* [WHAT TO PRODUCE]: Identify every line below that holds the word "jacket", and copy each of those lines.

* [Saved entries]:
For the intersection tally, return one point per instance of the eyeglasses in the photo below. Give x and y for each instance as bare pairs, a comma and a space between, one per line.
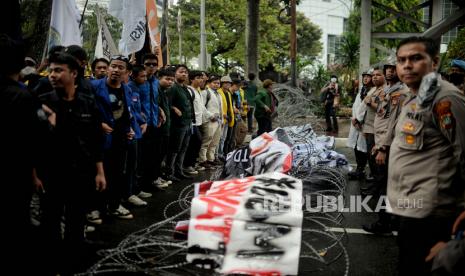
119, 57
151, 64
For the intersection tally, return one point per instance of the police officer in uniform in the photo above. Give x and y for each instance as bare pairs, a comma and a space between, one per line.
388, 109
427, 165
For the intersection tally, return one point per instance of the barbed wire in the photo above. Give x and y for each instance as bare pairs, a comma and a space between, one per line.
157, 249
* * *
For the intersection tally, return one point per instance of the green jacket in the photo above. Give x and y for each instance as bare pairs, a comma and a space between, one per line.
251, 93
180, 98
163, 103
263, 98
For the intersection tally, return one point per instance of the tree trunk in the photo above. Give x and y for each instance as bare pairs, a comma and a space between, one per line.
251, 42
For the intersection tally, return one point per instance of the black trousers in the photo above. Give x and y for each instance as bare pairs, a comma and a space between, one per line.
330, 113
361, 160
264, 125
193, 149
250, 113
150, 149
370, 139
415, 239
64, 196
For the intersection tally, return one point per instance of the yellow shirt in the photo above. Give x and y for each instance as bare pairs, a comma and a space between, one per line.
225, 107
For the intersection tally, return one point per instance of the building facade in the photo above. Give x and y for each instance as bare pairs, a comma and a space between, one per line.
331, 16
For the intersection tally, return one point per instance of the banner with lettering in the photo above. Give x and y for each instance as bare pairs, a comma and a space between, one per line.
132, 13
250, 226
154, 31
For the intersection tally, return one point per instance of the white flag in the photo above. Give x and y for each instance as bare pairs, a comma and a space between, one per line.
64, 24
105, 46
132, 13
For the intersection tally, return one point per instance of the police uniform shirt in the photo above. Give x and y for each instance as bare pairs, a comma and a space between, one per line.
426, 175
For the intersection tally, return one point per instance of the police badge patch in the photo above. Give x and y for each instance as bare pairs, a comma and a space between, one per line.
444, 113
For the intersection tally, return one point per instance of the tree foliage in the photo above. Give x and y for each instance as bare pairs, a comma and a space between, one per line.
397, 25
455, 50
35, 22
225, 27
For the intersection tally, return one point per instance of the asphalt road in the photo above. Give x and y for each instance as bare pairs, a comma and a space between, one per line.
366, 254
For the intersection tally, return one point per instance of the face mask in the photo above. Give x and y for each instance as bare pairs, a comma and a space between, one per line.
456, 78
--
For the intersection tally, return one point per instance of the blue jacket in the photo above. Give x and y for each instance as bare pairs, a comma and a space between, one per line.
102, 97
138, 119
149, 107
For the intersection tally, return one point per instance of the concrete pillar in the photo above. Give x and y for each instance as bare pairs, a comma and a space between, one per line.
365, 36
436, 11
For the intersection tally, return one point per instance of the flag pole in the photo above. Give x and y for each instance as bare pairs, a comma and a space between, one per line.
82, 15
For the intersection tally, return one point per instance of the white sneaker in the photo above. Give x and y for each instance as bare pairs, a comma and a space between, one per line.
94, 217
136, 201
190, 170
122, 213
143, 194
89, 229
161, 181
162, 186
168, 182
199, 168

* [SOLUTION BELOW]:
For the intersection tally, return one point per instance of the green jacket in the photo above. Give x and y for each instance as bare pairs, a comma and a space between, one per line.
For the intersection tally, return one point per instance of the blue jacket in the photo above. Give x and y for each instance as bare pairs, a comma and a space between, one per line.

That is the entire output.